───── Available data ─────
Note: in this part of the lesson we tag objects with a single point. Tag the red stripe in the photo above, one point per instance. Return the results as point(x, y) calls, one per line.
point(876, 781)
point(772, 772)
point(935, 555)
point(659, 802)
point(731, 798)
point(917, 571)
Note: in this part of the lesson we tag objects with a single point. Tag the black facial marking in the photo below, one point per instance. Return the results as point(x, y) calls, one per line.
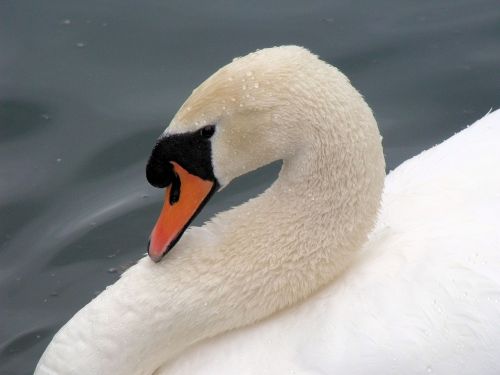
point(207, 131)
point(175, 190)
point(192, 151)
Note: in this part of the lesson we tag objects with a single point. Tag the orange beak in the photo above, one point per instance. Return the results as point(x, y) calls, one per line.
point(184, 199)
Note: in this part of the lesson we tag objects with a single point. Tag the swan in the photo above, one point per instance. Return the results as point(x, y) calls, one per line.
point(334, 269)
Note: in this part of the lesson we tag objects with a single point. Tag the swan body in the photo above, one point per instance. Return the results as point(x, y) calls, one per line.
point(315, 276)
point(422, 297)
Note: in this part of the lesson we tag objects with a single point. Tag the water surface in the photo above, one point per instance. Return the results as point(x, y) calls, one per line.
point(86, 87)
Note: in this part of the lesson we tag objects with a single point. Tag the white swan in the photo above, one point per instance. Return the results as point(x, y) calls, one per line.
point(291, 273)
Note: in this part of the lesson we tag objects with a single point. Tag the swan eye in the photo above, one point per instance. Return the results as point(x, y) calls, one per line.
point(207, 131)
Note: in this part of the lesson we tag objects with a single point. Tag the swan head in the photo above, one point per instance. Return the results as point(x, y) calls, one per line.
point(269, 105)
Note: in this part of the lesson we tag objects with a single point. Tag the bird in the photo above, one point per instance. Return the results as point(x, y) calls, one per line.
point(335, 268)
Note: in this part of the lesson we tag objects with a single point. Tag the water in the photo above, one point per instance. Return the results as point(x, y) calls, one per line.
point(86, 87)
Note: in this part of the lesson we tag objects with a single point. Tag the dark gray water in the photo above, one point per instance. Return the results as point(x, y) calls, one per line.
point(87, 86)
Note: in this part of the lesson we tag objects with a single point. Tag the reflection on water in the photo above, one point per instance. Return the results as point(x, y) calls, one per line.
point(85, 88)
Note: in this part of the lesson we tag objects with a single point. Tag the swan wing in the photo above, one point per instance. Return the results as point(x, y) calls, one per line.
point(424, 295)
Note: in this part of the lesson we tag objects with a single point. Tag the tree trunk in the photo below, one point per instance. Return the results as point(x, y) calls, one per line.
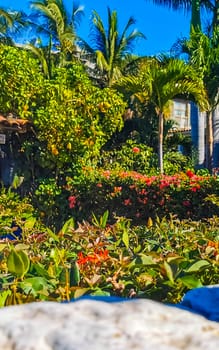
point(209, 140)
point(198, 136)
point(160, 142)
point(216, 138)
point(196, 16)
point(216, 16)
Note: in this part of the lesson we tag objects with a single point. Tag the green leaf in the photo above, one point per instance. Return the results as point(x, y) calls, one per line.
point(52, 235)
point(104, 218)
point(125, 239)
point(198, 266)
point(29, 223)
point(100, 292)
point(146, 259)
point(190, 281)
point(80, 291)
point(169, 271)
point(69, 224)
point(74, 275)
point(35, 286)
point(3, 296)
point(18, 263)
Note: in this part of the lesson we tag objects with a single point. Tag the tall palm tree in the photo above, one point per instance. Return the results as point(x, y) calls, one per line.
point(11, 22)
point(111, 50)
point(188, 5)
point(159, 82)
point(58, 24)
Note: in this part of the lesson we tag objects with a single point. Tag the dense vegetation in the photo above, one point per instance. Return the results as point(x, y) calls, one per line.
point(106, 203)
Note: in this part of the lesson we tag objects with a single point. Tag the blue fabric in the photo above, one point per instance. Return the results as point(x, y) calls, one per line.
point(203, 301)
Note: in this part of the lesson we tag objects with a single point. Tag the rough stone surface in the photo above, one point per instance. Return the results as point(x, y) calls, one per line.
point(96, 325)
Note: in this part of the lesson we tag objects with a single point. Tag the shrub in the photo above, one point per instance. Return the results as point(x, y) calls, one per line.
point(139, 197)
point(160, 261)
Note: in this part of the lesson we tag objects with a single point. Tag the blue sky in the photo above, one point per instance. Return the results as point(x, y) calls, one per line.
point(161, 26)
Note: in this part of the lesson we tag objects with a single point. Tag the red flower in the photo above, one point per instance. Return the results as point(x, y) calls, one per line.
point(135, 149)
point(72, 200)
point(127, 201)
point(189, 173)
point(186, 203)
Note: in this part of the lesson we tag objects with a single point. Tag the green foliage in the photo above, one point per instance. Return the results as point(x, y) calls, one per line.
point(161, 261)
point(20, 80)
point(76, 118)
point(12, 207)
point(138, 197)
point(131, 156)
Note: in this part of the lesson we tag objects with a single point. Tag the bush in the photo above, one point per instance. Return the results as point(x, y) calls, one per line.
point(161, 261)
point(140, 197)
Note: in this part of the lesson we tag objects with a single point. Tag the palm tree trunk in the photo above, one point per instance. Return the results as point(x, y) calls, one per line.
point(196, 16)
point(160, 142)
point(216, 138)
point(198, 136)
point(209, 140)
point(216, 16)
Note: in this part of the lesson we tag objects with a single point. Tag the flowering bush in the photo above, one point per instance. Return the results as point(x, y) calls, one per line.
point(139, 197)
point(160, 261)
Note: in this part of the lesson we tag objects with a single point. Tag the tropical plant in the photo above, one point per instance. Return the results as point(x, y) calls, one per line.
point(11, 22)
point(111, 50)
point(159, 81)
point(188, 5)
point(21, 81)
point(58, 25)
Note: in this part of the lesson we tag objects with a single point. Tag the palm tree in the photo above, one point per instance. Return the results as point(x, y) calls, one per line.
point(58, 24)
point(188, 5)
point(111, 50)
point(203, 55)
point(11, 22)
point(159, 81)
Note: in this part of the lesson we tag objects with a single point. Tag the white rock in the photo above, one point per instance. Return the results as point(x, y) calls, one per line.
point(95, 325)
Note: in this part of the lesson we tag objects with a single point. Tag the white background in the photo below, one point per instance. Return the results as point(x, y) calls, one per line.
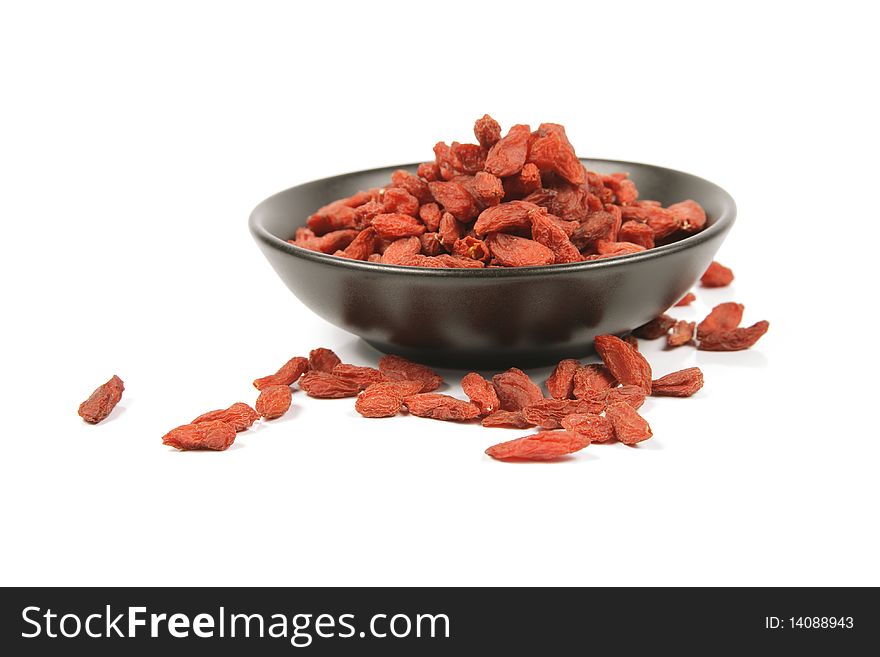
point(137, 137)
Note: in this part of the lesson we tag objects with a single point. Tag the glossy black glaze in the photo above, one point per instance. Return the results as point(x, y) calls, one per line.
point(491, 318)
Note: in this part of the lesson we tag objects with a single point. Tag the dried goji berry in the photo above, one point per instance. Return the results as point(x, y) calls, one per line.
point(636, 233)
point(324, 385)
point(468, 158)
point(481, 393)
point(400, 250)
point(287, 374)
point(385, 399)
point(214, 434)
point(541, 446)
point(733, 339)
point(239, 416)
point(591, 378)
point(445, 161)
point(545, 231)
point(488, 188)
point(430, 214)
point(513, 251)
point(102, 401)
point(471, 247)
point(455, 199)
point(724, 316)
point(560, 383)
point(523, 183)
point(450, 230)
point(487, 131)
point(274, 401)
point(632, 395)
point(656, 328)
point(548, 413)
point(399, 201)
point(412, 184)
point(440, 407)
point(505, 217)
point(550, 150)
point(362, 245)
point(629, 427)
point(363, 376)
point(626, 364)
point(397, 368)
point(323, 360)
point(717, 275)
point(595, 427)
point(687, 299)
point(507, 420)
point(690, 215)
point(682, 333)
point(508, 155)
point(516, 390)
point(395, 226)
point(682, 383)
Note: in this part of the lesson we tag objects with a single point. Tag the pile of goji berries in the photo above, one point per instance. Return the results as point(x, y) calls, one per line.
─────
■ Exercise prompt
What comes back should match the records exactly, minus any pictures.

■ Answer in full
Note: in this part of the lesson we tag objects with a single point. Tag the red stripe in the photo above, one point per instance. Return the results as point(x, y) calls, one per line.
point(876, 781)
point(772, 772)
point(935, 555)
point(659, 802)
point(731, 798)
point(917, 571)
Note: in this part of the lesson we tag objects with a single point. Tag the black facial marking in the photo below, one point per instance. Return the results as point(x, y) calls, one per line.
point(207, 131)
point(175, 190)
point(192, 151)
Note: in this part of the lesson we tag objects with a single point. Tag the orange beak in the photo above, one point per instance. Return the results as point(x, y) calls, one per line.
point(184, 199)
Note: in this part of the lesson we tag objects with a single point. Tag the swan in the photo above, one point per instance. Return the results as point(x, y) calls, one per line.
point(334, 269)
Note: in this part of the lesson we tag objects with a single point. Tag the swan body in the photo above, one point per instance. Return the results as point(x, y) calls, one per line.
point(315, 276)
point(422, 297)
Note: in this part of the lesson we tag objects with a single point. Tag the water surface in the photo above, one point per instance. Return the results as point(x, y) calls, one per line.
point(86, 87)
Note: in this part of the lesson we tag objects with a single point. Tag the white swan in the photo above, one point per instance. Return the results as point(x, y) calls, one per line.
point(291, 273)
Note: in this part of the lesson we tag objects with a single point. Tag the swan eye in the photo above, one point per instance. Return the results as point(x, y) calls, one per line.
point(207, 131)
Note: in this part of the lesson we tag objects with a single point. Tag the swan head in the photo above, one point per instance. Return the results as point(x, y) calls, one per line.
point(269, 105)
Note: in this part of the lesson we tag objects with a single point. Tag the bird in the photo above, one point per instance. Return the results as point(x, y) calls, one per line.
point(335, 268)
Note: in this part of the lesson we tag objects with a single point. Tag the water in the photo above, one point per instance. Return the results as point(x, y) calls, one per line.
point(86, 87)
Note: in this part of the lesson we tag objects with a single point. Tag the dark gray water in the photo above, one point per instance. Return the results as point(x, y) calls, one per line.
point(87, 86)
Note: in this part of the lesson we tag objects with a single point. Tag the reflection on water in the photo above, one point per instance. Return the results as point(x, y) calls, one per line.
point(85, 88)
Note: in this part of the lesson we tag objects with a single point. Tag the swan wing in the photo above, one point per instance. Return the results as point(x, y) calls, one per line.
point(424, 295)
Note: in this part of the lesson we tag objects with a single point. Tag the tree trunk in the photo below, one point per instance. Return the results as point(x, y) calls, one per line.
point(209, 140)
point(198, 136)
point(160, 142)
point(216, 138)
point(196, 16)
point(216, 16)
Note: in this part of the lesson we tag objects with a single point. Tag the green leaf in the photo above, one point per instance. Return the results as point(x, y) calls, one per line.
point(52, 235)
point(104, 218)
point(125, 239)
point(198, 266)
point(29, 223)
point(100, 292)
point(146, 259)
point(190, 281)
point(80, 291)
point(169, 271)
point(69, 224)
point(74, 275)
point(35, 286)
point(3, 296)
point(18, 263)
Note: in this part of the lesson we tag objects with a single point. Tag the tall palm tree in the photo above, one point per instance. Return the results as point(x, y) calls, one per line.
point(11, 22)
point(111, 50)
point(188, 5)
point(159, 82)
point(58, 24)
Note: in this part of the lesson we tag objects with a single point. Tag the dense vegetation in the photo above, one point per instance. Return the results as point(x, y) calls, one per line.
point(106, 203)
Note: in this part of the lesson we tag objects with a single point. Tag the blue fabric in the photo above, one point per instance. Return the results as point(x, y) calls, one per line.
point(203, 301)
Note: in this part of the lesson we tag objects with a single point. Tag the rough stone surface in the photo above, one point per instance. Return the results as point(x, y) calls, one per line.
point(96, 325)
Note: in this part of the lesson we tag objects with a single point. Tag the shrub in the photo above, one point per instance. Return the results as point(x, y) calls, one per line.
point(139, 197)
point(160, 261)
Note: in this part of the lesson we tag objects with a single point. Tag the blue sky in the photo above, one point per instance. Return the results as point(x, y) calls, one per line.
point(161, 26)
Note: in this part of the lesson we tag objects with a single point. Tag the red flower in the photo above, one point per instance. Return the results as point(x, y) calls, one per line.
point(135, 149)
point(72, 200)
point(127, 201)
point(189, 173)
point(186, 203)
Note: in this part of the lesson we tag objects with a single point. Tag the green foliage in the photo above, one point per instance. Return the results as point(x, y) calls, one per line.
point(161, 261)
point(20, 80)
point(76, 118)
point(12, 207)
point(138, 197)
point(131, 156)
Note: in this part of the lesson we tag objects with a single point. Tag the bush in the photo above, one point per instance. Return the results as point(x, y) calls, one per line.
point(161, 261)
point(140, 197)
Note: in this part of the lesson we tag objects with a single point. Tag the palm tree trunk in the photo above, one point per instance. Return the results as point(x, y) calls, one per line.
point(196, 16)
point(160, 142)
point(216, 138)
point(198, 136)
point(209, 140)
point(216, 16)
Note: in this part of the lesson we tag objects with a single point. Tag the flowering bush in the photo above, one point per instance. Return the results as point(x, y) calls, one per line.
point(139, 197)
point(160, 261)
Note: in this part of the lesson we tag objects with a single point. Tag the tropical plant in the photo above, one point per instance. Return the results as point(x, y) calls, one per line.
point(11, 22)
point(111, 50)
point(159, 81)
point(188, 5)
point(21, 81)
point(58, 25)
Note: in this part of the lesson we tag objects with a single point. Tag the palm tree in the photo above, one point per instance. Return the results as point(x, y) calls, one per line.
point(58, 24)
point(188, 5)
point(111, 50)
point(203, 55)
point(11, 22)
point(159, 81)
Note: in this part of the lesson we tag objects with a single point. Tag the white rock in the photo above, one point per instance. Return the results as point(x, y) calls, one per line.
point(95, 325)
Note: in this part of the lesson we tag objects with a single point. Tag the white background in the photo below, one point per instance. Return the results as point(x, y) calls, one per line.
point(137, 137)
Note: in this part of the lesson we tag objects with a single point. Tag the glossy black glaze in the photo above, one point per instance. Return the results as point(x, y) calls, one per line.
point(491, 318)
Note: in this part of the lesson we tag objects with a single point. Tag the dried goji berry in the photo above, one point per instance. Return the results as point(x, y) calls, one per line.
point(636, 233)
point(324, 385)
point(468, 158)
point(481, 393)
point(400, 250)
point(287, 374)
point(385, 399)
point(214, 434)
point(541, 446)
point(733, 339)
point(239, 416)
point(591, 378)
point(445, 161)
point(545, 231)
point(488, 188)
point(430, 214)
point(513, 251)
point(102, 401)
point(471, 247)
point(455, 199)
point(724, 316)
point(560, 383)
point(523, 183)
point(450, 230)
point(487, 131)
point(274, 401)
point(632, 395)
point(656, 328)
point(548, 413)
point(399, 201)
point(412, 184)
point(440, 407)
point(505, 217)
point(550, 150)
point(362, 245)
point(629, 427)
point(363, 376)
point(626, 364)
point(397, 368)
point(323, 360)
point(717, 275)
point(595, 427)
point(687, 299)
point(507, 420)
point(690, 215)
point(682, 333)
point(508, 155)
point(516, 390)
point(395, 226)
point(682, 383)
Note: in this part of the lesson we tag objects with a single point. Tag the pile of goji berries in the photo above, one point per instance. Return the results as point(x, y) calls, one per line.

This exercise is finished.